WHAT THE EXERCISE ASKS - Rewrite the lines below as a numbered list, from the line containing "query | spot the stone retaining" through the last line of the items, both ends included, leaving out any blank lines.

DATA LISTING -
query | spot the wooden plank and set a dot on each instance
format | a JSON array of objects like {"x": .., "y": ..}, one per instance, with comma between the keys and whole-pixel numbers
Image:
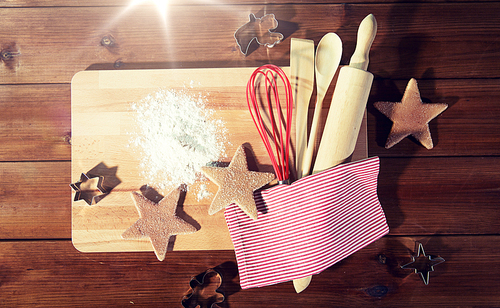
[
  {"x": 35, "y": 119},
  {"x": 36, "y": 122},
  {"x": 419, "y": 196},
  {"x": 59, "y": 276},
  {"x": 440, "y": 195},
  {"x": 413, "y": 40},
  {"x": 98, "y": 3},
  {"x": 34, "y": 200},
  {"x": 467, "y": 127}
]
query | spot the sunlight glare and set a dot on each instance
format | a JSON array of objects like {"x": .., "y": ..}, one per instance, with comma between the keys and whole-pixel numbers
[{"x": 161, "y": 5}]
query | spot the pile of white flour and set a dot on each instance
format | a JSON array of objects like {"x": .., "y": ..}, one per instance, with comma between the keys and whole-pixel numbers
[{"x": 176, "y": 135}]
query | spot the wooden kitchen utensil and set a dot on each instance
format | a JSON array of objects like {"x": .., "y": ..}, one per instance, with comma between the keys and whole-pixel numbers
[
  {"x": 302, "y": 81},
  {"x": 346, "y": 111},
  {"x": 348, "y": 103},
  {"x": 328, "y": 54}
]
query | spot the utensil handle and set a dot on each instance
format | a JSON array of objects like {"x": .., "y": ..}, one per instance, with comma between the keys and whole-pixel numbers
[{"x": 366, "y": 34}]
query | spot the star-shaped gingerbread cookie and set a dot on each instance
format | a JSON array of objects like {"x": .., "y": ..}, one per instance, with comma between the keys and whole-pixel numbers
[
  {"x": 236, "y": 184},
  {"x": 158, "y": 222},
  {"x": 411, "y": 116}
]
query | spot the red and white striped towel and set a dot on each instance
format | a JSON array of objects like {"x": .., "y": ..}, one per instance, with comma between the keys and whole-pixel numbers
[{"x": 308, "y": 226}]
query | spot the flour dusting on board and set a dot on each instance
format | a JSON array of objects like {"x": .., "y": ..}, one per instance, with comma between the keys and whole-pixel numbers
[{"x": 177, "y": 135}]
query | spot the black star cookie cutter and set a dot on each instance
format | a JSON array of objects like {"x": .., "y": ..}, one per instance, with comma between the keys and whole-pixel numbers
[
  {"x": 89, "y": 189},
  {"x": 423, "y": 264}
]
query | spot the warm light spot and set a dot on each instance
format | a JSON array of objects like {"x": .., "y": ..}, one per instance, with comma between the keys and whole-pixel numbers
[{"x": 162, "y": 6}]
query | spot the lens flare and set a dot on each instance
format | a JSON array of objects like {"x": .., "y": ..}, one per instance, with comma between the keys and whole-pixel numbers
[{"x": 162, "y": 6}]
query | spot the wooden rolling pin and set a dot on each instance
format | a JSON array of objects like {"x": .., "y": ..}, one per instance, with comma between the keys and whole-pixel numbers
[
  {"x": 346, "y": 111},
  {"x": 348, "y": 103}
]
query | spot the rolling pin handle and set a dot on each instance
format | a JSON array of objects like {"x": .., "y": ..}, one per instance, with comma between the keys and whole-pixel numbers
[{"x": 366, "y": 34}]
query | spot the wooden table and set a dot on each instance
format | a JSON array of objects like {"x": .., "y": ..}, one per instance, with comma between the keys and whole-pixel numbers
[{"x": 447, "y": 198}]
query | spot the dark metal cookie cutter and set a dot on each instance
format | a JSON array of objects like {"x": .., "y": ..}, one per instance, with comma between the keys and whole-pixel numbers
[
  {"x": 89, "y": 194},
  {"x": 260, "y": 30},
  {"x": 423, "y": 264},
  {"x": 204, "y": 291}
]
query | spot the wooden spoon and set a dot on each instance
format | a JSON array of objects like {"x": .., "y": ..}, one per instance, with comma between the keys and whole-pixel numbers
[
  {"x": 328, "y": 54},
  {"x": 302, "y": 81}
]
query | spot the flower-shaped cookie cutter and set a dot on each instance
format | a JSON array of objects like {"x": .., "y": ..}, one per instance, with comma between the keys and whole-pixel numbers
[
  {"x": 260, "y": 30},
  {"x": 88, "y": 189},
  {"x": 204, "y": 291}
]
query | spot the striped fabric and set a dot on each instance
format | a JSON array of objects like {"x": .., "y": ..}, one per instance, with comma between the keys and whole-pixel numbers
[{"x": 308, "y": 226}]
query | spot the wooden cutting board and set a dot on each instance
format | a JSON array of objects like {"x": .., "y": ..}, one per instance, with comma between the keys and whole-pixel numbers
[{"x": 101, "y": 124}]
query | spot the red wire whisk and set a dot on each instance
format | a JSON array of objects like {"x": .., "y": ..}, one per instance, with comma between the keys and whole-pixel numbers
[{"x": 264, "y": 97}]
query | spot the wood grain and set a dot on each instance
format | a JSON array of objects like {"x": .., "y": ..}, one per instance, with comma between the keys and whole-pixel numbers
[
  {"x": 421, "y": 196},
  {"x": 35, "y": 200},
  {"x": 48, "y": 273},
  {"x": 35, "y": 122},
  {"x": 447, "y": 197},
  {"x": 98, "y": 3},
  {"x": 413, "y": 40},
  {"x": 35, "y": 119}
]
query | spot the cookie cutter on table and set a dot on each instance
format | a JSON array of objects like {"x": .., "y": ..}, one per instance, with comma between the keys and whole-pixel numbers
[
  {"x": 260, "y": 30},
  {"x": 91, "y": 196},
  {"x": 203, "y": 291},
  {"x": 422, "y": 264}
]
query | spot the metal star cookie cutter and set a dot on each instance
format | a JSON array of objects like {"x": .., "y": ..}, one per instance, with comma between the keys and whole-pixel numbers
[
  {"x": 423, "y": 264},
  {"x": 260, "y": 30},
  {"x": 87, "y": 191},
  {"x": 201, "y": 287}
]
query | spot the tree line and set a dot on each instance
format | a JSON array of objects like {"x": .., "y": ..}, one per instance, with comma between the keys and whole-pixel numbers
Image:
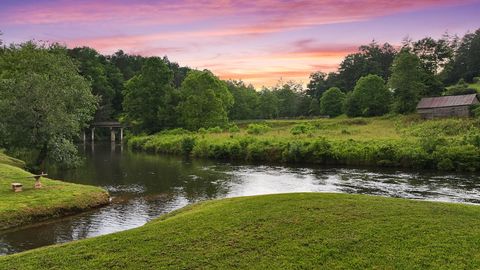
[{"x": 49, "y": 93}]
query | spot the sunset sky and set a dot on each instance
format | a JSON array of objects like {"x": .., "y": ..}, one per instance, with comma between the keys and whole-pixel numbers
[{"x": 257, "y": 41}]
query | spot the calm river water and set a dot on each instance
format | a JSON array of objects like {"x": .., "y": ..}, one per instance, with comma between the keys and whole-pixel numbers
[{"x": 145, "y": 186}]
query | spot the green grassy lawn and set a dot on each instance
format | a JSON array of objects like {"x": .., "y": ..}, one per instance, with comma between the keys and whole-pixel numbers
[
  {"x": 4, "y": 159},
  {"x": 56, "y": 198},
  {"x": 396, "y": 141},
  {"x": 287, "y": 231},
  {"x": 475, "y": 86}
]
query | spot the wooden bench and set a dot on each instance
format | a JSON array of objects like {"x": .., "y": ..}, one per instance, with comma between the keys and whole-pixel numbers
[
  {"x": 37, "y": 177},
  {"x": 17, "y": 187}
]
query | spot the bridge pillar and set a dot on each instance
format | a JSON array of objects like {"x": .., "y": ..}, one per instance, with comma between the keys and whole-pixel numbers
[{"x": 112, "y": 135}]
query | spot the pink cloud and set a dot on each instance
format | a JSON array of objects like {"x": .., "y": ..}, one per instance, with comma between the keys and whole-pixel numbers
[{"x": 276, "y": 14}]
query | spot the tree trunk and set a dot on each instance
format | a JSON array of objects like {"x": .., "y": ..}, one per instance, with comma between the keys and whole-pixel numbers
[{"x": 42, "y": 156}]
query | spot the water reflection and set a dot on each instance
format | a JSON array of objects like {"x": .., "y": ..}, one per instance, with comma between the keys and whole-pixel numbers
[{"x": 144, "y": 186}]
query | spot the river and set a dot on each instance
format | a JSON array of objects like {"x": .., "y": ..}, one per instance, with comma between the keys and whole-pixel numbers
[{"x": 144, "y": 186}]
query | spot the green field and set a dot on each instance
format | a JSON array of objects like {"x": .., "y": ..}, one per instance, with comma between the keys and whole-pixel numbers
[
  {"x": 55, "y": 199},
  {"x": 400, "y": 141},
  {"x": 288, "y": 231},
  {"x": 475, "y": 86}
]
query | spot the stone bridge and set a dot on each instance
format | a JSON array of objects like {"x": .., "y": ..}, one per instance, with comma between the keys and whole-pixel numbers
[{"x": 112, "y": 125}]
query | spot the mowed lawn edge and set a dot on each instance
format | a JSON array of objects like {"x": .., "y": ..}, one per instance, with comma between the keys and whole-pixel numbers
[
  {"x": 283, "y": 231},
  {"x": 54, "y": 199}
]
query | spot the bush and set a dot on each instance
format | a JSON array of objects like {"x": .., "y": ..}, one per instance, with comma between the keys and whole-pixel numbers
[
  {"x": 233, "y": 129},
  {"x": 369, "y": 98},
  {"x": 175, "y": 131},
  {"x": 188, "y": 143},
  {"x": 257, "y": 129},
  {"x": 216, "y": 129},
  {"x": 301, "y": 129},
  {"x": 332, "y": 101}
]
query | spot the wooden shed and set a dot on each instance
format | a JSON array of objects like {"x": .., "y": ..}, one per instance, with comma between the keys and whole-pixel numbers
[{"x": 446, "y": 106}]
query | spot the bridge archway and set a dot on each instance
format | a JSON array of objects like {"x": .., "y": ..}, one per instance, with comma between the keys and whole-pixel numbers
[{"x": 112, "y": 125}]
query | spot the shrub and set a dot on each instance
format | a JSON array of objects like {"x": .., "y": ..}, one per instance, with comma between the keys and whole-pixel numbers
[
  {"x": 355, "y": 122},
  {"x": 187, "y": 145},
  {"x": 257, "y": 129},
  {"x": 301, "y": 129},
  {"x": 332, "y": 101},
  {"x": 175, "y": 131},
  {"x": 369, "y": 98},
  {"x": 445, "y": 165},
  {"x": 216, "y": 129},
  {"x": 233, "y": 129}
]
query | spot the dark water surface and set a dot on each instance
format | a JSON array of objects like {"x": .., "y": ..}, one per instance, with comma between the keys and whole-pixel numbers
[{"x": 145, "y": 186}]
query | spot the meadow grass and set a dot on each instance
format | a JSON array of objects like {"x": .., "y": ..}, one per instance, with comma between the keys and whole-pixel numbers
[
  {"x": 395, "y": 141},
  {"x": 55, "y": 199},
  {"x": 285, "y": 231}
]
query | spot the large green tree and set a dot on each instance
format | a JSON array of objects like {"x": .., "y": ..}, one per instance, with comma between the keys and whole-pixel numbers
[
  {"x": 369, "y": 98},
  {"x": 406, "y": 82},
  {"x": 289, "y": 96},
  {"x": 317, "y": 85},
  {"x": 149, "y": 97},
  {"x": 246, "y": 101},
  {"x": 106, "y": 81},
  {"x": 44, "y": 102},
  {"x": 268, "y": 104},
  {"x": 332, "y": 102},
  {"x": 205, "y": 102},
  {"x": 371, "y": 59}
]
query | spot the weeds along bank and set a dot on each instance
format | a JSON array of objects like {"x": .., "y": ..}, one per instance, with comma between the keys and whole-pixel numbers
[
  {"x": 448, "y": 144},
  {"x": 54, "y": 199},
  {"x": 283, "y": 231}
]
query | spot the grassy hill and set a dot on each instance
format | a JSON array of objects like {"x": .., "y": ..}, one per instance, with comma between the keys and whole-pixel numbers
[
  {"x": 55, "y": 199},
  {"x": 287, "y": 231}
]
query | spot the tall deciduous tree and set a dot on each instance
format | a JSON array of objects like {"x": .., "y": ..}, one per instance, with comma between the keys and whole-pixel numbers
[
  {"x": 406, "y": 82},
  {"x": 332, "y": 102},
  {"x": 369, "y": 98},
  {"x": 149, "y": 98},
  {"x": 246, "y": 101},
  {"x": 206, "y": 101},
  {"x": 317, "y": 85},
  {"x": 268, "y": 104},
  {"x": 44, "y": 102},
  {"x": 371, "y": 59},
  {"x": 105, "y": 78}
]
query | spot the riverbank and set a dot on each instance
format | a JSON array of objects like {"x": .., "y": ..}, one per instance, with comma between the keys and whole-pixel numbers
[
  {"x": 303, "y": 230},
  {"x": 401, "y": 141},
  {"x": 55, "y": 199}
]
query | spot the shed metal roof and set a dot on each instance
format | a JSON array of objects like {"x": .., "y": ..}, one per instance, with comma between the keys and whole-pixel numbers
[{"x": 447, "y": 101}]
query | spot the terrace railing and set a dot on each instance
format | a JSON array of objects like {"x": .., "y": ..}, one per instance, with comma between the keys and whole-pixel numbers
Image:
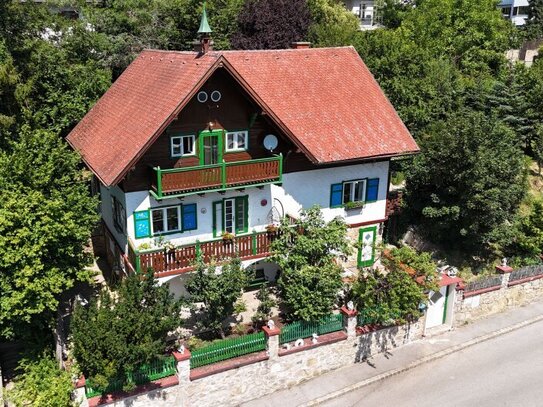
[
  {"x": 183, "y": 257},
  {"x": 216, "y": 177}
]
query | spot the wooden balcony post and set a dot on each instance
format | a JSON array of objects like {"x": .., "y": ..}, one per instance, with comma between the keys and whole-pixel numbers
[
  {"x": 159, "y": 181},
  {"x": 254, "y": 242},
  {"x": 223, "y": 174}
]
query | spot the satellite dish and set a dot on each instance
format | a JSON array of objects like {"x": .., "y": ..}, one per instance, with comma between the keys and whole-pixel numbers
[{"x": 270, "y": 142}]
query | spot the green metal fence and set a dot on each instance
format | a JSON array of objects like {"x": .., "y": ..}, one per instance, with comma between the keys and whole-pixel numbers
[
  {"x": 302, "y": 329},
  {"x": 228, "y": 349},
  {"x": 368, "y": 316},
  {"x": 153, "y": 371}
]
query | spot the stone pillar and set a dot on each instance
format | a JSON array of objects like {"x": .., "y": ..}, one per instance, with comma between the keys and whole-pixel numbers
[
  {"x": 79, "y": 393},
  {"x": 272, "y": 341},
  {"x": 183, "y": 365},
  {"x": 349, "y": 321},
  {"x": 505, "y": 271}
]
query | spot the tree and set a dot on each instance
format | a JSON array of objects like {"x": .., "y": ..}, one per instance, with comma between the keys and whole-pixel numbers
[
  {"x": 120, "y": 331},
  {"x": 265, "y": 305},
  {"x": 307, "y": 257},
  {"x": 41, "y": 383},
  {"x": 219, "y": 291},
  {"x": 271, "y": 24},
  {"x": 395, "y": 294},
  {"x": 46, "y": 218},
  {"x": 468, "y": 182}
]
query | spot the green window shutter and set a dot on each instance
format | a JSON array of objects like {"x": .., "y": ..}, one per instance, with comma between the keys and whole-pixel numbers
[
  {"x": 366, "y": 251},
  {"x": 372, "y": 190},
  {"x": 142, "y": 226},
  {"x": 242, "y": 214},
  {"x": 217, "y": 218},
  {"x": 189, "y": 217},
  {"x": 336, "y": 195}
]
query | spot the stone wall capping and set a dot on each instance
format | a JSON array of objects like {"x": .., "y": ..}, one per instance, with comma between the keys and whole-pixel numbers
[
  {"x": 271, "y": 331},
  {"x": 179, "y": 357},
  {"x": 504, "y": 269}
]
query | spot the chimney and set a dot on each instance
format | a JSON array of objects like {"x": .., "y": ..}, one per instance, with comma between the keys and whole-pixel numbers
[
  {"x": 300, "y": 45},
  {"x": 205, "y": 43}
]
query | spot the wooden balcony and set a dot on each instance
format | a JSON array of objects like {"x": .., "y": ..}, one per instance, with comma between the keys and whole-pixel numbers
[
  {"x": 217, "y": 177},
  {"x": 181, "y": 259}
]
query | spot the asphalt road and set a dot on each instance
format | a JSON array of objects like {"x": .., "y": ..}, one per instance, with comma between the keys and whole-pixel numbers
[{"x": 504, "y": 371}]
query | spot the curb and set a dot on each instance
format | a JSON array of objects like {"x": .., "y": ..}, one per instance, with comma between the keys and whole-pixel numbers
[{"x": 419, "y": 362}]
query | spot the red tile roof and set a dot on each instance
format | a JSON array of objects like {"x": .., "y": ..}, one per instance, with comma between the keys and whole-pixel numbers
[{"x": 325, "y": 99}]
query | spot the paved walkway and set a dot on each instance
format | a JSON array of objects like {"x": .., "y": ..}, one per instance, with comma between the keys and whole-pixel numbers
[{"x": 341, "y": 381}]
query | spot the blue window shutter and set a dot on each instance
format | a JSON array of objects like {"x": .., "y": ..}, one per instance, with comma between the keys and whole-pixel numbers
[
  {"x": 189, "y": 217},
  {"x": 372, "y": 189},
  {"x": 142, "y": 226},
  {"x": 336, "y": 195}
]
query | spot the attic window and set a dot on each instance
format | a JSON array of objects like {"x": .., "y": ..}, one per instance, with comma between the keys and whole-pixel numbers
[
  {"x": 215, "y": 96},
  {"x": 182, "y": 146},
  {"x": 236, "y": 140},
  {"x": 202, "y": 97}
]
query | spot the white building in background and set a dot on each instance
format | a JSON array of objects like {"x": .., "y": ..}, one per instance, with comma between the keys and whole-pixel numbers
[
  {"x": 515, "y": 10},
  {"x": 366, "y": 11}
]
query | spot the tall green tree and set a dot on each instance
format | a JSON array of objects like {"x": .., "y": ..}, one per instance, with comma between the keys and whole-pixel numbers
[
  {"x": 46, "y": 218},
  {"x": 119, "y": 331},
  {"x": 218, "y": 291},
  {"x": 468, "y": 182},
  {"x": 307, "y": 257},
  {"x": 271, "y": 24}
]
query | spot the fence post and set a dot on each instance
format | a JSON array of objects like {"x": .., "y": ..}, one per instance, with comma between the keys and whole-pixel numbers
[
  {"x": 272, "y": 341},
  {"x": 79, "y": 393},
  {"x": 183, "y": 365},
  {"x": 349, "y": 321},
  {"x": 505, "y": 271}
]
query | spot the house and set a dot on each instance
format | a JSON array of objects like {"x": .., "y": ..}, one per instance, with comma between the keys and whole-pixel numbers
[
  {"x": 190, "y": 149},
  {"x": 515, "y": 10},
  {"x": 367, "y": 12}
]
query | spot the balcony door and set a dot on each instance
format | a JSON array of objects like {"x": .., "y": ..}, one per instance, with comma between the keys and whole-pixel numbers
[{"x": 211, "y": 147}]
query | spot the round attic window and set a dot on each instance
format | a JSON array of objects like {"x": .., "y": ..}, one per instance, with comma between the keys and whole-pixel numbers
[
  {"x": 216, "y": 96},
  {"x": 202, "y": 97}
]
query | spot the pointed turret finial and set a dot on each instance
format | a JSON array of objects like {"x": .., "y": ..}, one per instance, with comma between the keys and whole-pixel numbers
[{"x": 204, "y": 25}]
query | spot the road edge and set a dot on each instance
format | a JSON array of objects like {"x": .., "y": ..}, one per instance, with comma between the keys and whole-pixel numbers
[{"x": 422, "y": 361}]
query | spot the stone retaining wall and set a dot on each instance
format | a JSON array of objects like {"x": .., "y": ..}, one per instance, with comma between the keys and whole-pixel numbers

THE RESPONSE -
1. query | spot the stone retaining wall and set a dot on each instance
2. format | a JSON array of objects like {"x": .., "y": ..}, one per instance, with comma between the keys and whole-pixel numbers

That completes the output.